Start of Raw data

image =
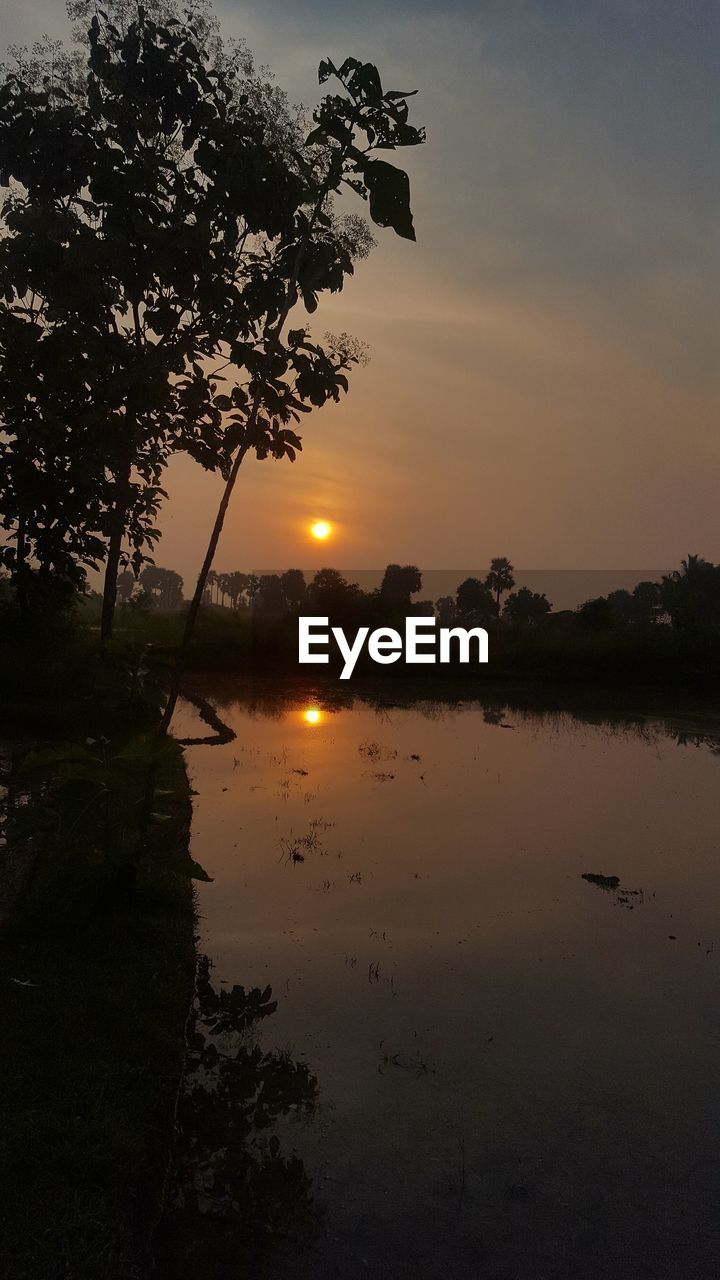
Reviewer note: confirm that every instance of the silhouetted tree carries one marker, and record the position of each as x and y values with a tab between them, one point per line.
236	585
290	374
126	585
446	611
500	577
691	594
294	586
648	602
172	204
525	608
401	581
474	600
269	600
163	586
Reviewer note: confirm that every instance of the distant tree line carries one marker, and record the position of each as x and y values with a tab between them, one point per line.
687	599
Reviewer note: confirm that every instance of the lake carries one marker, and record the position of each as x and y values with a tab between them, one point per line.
510	1072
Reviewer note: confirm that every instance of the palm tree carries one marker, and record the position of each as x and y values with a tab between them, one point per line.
500	577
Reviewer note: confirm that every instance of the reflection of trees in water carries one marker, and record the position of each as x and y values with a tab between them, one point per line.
540	707
235	1193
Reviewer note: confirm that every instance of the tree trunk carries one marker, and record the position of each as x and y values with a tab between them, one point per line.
21	570
114	547
199	590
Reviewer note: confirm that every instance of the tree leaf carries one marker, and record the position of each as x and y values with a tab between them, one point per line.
390	197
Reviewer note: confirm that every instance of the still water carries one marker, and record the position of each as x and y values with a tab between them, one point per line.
515	1069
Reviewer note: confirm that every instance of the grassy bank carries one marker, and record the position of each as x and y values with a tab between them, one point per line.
98	964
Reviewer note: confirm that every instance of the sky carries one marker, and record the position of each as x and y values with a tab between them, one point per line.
543	380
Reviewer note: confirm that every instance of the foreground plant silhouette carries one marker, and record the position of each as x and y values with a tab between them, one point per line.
350	128
163	215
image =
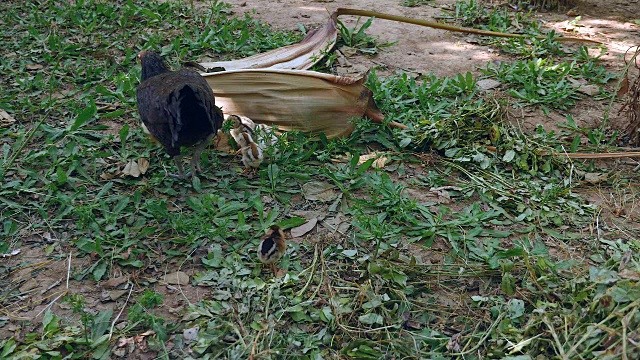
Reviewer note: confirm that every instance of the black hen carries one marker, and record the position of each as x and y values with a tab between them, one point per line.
177	108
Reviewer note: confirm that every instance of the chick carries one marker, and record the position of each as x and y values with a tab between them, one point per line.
272	247
240	125
252	154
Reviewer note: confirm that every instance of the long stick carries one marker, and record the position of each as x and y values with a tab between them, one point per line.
433	24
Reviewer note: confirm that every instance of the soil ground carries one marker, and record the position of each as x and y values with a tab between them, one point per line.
417	50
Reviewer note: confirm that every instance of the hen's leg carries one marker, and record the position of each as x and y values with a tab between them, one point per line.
197	153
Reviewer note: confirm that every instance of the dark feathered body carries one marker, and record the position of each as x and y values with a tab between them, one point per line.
177	107
272	246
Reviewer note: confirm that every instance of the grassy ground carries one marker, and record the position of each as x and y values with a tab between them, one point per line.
469	242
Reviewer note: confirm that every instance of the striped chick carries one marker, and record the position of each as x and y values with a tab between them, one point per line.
272	247
240	125
252	154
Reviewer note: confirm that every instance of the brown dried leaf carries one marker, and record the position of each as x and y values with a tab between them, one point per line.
319	191
177	278
34	67
303	229
131	169
379	163
302	55
624	88
5	119
307	101
143	165
115	282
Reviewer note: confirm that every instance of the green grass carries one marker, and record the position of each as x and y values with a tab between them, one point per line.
452	250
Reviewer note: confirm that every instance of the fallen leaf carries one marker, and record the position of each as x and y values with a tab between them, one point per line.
595	178
131	169
487	84
303	229
5	119
12	253
107	176
143	165
624	88
191	334
114	295
590	90
115	282
33	67
29	285
177	278
379	163
319	191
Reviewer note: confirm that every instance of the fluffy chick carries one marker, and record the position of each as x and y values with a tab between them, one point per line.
252	154
272	247
240	125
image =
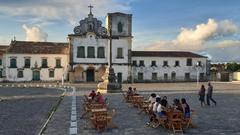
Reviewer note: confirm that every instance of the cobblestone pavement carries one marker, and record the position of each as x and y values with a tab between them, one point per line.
25	116
222	119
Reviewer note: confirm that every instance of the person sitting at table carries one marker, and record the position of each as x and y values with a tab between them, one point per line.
92	95
129	92
161	109
153	111
186	108
99	98
164	99
177	105
135	91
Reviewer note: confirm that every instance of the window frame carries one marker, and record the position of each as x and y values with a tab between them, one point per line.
58	65
189	62
20	75
89	53
51	74
154	76
15	63
79	53
27	65
120	53
140	76
99	53
44	63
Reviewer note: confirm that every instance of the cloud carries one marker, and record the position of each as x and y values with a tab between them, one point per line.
194	39
34	33
71	10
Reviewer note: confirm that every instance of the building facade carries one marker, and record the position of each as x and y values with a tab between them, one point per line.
168	66
36	61
86	55
89	48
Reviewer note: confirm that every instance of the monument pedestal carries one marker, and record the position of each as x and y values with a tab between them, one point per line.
109	84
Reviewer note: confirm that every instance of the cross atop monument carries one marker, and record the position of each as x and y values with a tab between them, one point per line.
90	7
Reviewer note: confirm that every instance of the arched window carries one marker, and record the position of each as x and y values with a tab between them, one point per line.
101	53
120	27
173	76
81	52
13	63
91	52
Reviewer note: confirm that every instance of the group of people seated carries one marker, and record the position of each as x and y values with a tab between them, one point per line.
158	107
131	92
96	97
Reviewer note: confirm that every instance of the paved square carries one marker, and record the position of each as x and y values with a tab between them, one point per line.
25	110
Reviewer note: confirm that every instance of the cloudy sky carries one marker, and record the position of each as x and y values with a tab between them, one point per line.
207	27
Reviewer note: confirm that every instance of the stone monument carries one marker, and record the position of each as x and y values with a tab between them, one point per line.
109	84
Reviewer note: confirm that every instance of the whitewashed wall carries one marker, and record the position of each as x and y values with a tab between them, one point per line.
11	73
89	40
160	70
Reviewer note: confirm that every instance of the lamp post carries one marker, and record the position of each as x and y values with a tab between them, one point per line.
197	66
109	84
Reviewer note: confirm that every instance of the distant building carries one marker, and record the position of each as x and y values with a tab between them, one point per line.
36	61
168	66
85	57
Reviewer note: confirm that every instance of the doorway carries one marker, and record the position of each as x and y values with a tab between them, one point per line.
90	75
36	75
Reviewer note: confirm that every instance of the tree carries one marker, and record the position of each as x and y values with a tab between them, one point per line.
232	67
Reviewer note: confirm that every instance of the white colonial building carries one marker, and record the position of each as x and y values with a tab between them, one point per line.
86	55
89	47
168	66
36	61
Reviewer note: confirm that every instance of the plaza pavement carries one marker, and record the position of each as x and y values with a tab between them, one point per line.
222	119
21	115
25	116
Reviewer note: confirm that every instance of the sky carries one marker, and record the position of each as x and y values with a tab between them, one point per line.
206	27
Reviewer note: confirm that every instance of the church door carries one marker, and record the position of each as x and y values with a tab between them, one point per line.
119	77
36	75
90	75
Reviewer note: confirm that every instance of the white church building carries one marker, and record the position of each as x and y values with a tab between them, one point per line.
85	56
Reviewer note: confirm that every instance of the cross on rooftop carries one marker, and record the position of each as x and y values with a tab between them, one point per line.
90	7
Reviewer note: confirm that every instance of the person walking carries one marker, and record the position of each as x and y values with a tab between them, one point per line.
209	94
201	94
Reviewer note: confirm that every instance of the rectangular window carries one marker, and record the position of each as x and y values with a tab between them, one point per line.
91	52
58	63
165	76
81	52
27	63
20	74
44	63
134	63
154	76
199	63
173	75
101	52
51	73
1	73
141	63
154	63
201	76
140	76
176	63
187	76
189	62
119	53
165	63
13	63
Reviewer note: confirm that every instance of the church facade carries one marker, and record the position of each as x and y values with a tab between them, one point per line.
86	55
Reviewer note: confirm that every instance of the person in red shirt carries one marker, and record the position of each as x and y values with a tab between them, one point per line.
100	98
92	95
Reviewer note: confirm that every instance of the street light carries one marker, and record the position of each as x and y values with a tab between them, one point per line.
197	66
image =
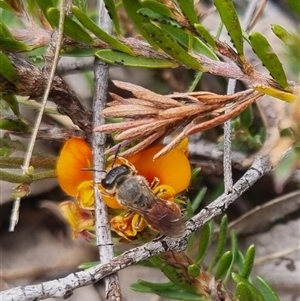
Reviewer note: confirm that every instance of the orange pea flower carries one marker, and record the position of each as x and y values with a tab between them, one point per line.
172	171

End of Raw data

Work to be completed — All of the data must be given again exactly, without the pictures.

Answer to the problem —
image =
Reviewer note: confirm that every instance of the silhouetted tree carries one marker, and record the position of each as x and y values with a tab between them, one point per line.
236	585
290	374
126	585
446	611
500	577
691	594
294	586
648	602
172	204
525	608
401	581
474	600
269	600
163	586
Reviewer note: confirm that every instance of the distant tree line carries one marker, and record the position of each as x and y values with a tab between them, one point per line.
687	599
Reviewer note: confirm that every instance of the lake carries one marker, and record the position of each as x and y values with a tab between them, one point per line.
510	1072
Reviewer note: confirm that every instance of the palm tree carries one marker, and record the position of each as x and y values with a tab between them, one point per line.
500	577
Reviewer note: confirm that every instance of the reflection of trees in water carries one marker, and record the position of each as x and y values with a tab between them, one point per line.
540	707
235	1193
Reviewer note: confirm that every instance of the tree trunk carries one marker, and record the position of each as x and y values with a tab between them, one point per line.
21	570
114	547
199	590
Reviewer note: confirm that every instance of the tree leaf carries one marker, and record the position of each as x and y values with a tab between them, one point per line.
390	197
Reviewer note: confirm that every instance of the still water carries one marker, and record the position of each as x and y values with a tab between them, one point per line.
515	1069
Reviewer note: confirm that every instance of the grassy bank carries one marker, and record the position of each as x and y values with a tab between them, one point per line.
98	964
Reviewer note: confirm that every instance of the sky carries one marker, and record the position of each as x and y values with a tab between them, one point per line.
543	380
Reviewer note: confirm that every instance of the foreground plant silhouette carries one marker, and record the position of each as x and y values with a tab between them, one point per line.
350	128
163	215
image =
Reviewer note: confirm that every instance of the black hen carries one marker, and record the position of each as x and y values with a tab between them, one point per line.
177	108
Reviewer note: confirm that every instance of the chick carries one marker, and record the position of each as x and y values with a tab between them, one point per line.
272	247
240	125
252	154
Reviewer note: confirm that every instance of the long stick carries one marker, and record the position of each as x and y values with a tab between them, one point per line.
433	24
Reviewer note: confirm that every instance of the soil ground carries one marker, and record the position of each as x and y values with a tab between them, one point per line.
417	50
Reviewer note: confirm that every instance of the hen's leg carries one marker, and record the position of each as x and y values with a tab between them, one point per line.
197	153
Reviewer note: confirm that every instance of the dark feathered body carries one marker, and record the position of each as x and y values with a tab between them, one point per line.
177	107
272	246
Reviewer note: confirm that every instance of the grassy ground carries one marker, and record the position of each as x and y values with a tab between them, one point per line.
469	242
Reviewer note: confirm that every instance of the striped chick carries one marker, and record the position of each as x and y values with a tab between them, one point per line.
272	247
240	125
252	154
Reviewer note: confirm that every instance of the brown dried leaf carries one marker, and record the position of each as x and y values with a tab between them, one point per line.
319	191
177	278
34	67
303	229
131	169
379	163
302	55
624	88
5	119
307	101
143	165
115	282
Reviewer note: confirm that every instance of the green grass carries one marker, and record the position of each as x and y values with a tab between them, one point per line.
452	250
Reviewer note: confirm that every instance of the fallen leaf carries one marker, and record the position of each as x and y values with a tab between them, one point per line.
595	178
131	169
487	84
303	229
5	119
12	253
107	176
143	165
624	88
191	334
114	295
590	90
115	282
33	67
29	285
177	278
379	163
319	191
Reviewer note: confirm that every instance of the fluffy chick carries one marker, and record the position of each as x and y values with a tab between them, one point per line.
252	154
272	247
240	125
image =
Reviewer note: confirm that every instance of the cobblestone pavement carries one marker, and record the position of each as x and y values with a tab between them, one point per line.
25	116
222	119
Reviewer note: confirm that every instance of the person sitting at table carries one marker, and record the position of each as x and y values with a tab between them, one point per line.
92	95
129	92
161	109
153	111
186	108
99	98
164	99
177	105
135	91
Reviewer note: confirm that every instance of the window frame carries one marker, and record the position of each as x and y values with a tab between them, one point per line.
58	65
189	62
20	75
89	53
51	74
154	76
15	63
79	53
27	65
120	53
140	76
99	53
44	63
Reviewer note: confirm that every instance of the cloud carries one marker, and record the position of each as x and y values with a tab between them, one point per line.
194	39
34	33
71	10
Reviewer note: confirm that every instance of the building facade carries one marker, and record the position of each as x and y values with a tab between them, one point per line.
168	66
36	61
86	55
89	48
Reviewer note: confirm that every instance of the monument pedestal carries one marker, and record the position of each as x and y values with a tab between them, one point per line.
109	84
Reviewer note: confirm that every instance of the cross atop monument carries one marker, and record the position of each as x and y values with a tab between them, one point per line.
90	7
Reviewer note: confirm that every instance of the arched window carries one marker, and record the position of each as x and y values with a tab between them, one point per line.
101	53
120	27
173	76
81	52
13	63
91	52
Reviewer note: confirm that every instance of the group of people seated carries one marker, and record the position of each as x and y values with a tab between them, one point per line.
158	107
131	92
96	97
Reviewer note: confirm that every instance of the paved square carries one marker, and record the position of each as x and y values with a tab between them, one point per line.
25	110
Reviewer note: confirm that every instance of the cloudy sky carries one marker, and record the position of each as x and y values with a tab between them, one point per line.
207	27
Reviewer note: confirm that every instance of the stone monument carries one marker, and record the position of each as x and y values with a tab between them, one point per line.
109	84
Reviewer note: confirm that every instance of the whitewashed wall carries one marker, and record the position of each as x and y values with a tab between them, one point per line.
11	73
89	40
160	70
Reviewer note: confirm that every instance of the lamp post carries one marker, and record the position of each as x and y values with a tab between them, one point per line.
197	66
109	84
Reviewer note: confirm that every instance of the distant building carries one marker, and record the position of each as x and y values with a tab between them, one point per line.
36	61
168	66
85	57
Reviewer note: confirm that every instance of the doorway carries one marker, and record the position of each as x and y values with a tab between them, one point per line.
90	75
36	75
Reviewer note: confirm that every instance of the tree carries one marker, and record the position of each as x and y values with a tab between them, one point per line.
232	67
Reviewer note: confirm that every instance of the white colonial building carries one marker, and record the position of each as x and y values with a tab between them, one point per line.
86	55
89	47
168	66
36	61
Reviewer note: confirm that every instance of the plaza pavement carries one marker, and record the position of each as x and y values with a tab between them, one point per line.
222	119
21	115
25	116
Reviewer note: confirm that every instance of the sky carries one marker, and record the position of each as x and y values with a tab between them, one point per line.
206	27
Reviewer note: confirm that every instance of the church door carries one marker, and record the position of each as x and y values with a tab between them, one point per line.
119	77
36	75
90	75
Reviewer note: confirm that every instance of the white church building carries one marker, and record the position of each as x and y values with a tab between them, one point per line.
85	56
Reviewer note: confirm that every instance of the cross on rooftop carries one marker, and record the position of each as x and y values with a tab between them, one point per line.
90	7
Reviewer note: confirm that every instance of the person walking carries one marker, and record the position of each as x and y values with a tab between them, one point per line.
209	94
201	94
Reviewer note: confirm that every instance of the rectangular window carries one marker, and record the position of each as x and y values with a tab between them, one point per line.
91	52
58	63
165	76
81	52
27	63
20	74
44	63
134	63
154	76
199	63
173	75
101	52
51	73
1	73
141	63
154	63
201	76
140	76
176	63
187	76
189	62
119	53
165	63
13	63
Reviewer note: confirm that every instance of the church facade carries one marker, and record the position of each as x and y values with a tab between them, one point per line.
86	55
Reviewer note: confirm that every instance of the person in red shirt carries one marker, and record the position of each as x and y values with a tab between them, one point per line.
100	98
92	95
Reviewer note: confirm that every instance of the street light carries one marker, and record the position of each as x and y values with a tab between them, one point per line.
197	66
image =
Reviewer note: confirm that every instance of the orange pea flower carries one marker, and record the position of each as x and y values with a tab between them, one point per line.
172	171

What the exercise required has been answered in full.